Within the material below, transcribe exactly the lines from the one holding "Query: dog's forehead" through the one holding "Query: dog's mouth", keeping both ends and skipping the rest.

++++ RECORDS PROVIDED

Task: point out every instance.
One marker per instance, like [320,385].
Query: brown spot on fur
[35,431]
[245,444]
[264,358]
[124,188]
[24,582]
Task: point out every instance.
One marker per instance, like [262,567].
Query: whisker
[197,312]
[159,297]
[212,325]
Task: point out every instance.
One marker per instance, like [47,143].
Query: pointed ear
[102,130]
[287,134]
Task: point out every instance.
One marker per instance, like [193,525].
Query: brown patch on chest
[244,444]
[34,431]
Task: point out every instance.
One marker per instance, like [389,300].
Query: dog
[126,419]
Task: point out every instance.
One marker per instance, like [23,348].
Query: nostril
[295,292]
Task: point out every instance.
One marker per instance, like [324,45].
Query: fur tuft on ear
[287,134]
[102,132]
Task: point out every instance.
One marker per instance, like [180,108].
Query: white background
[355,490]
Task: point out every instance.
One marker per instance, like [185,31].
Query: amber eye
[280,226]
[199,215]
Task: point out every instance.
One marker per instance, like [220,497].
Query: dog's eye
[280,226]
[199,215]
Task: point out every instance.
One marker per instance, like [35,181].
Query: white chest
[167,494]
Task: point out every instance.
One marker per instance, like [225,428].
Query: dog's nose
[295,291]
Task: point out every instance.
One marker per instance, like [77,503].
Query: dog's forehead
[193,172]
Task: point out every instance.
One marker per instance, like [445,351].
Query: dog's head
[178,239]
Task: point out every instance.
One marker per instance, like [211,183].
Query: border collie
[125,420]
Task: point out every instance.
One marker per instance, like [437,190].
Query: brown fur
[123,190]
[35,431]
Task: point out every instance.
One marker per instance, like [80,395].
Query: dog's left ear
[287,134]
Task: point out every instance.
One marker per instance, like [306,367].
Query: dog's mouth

++++++++
++++ RECORDS PROVIDED

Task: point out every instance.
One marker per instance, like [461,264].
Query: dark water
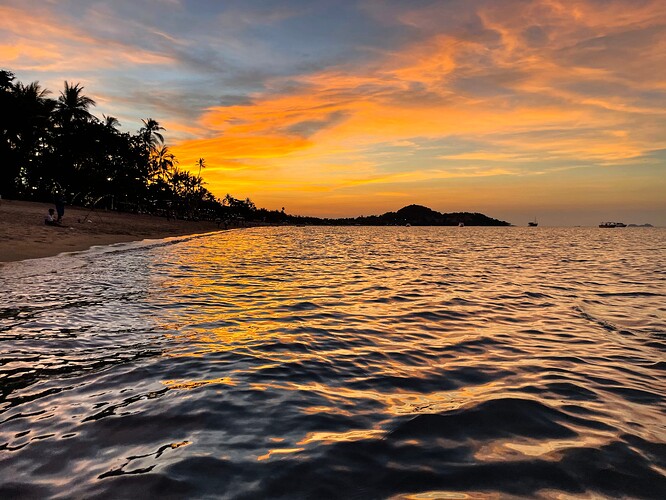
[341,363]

++++++++

• _WRITTEN RESPONSE_
Query: dog's forehead
[193,172]
Task: point out every instance.
One marker per instance, like [445,351].
Query: dog's head
[178,239]
Task: point out every instance.
One marker per instance, like [211,183].
Query: border collie
[125,420]
Task: point out every instance.
One marker per instance, like [437,190].
Query: brown fur
[123,190]
[35,431]
Task: point out every instance.
One marker per instance, like [80,395].
Query: dog's left ear
[287,134]
Task: point out every instance.
One marker per instance, like [306,367].
Query: dog's mouth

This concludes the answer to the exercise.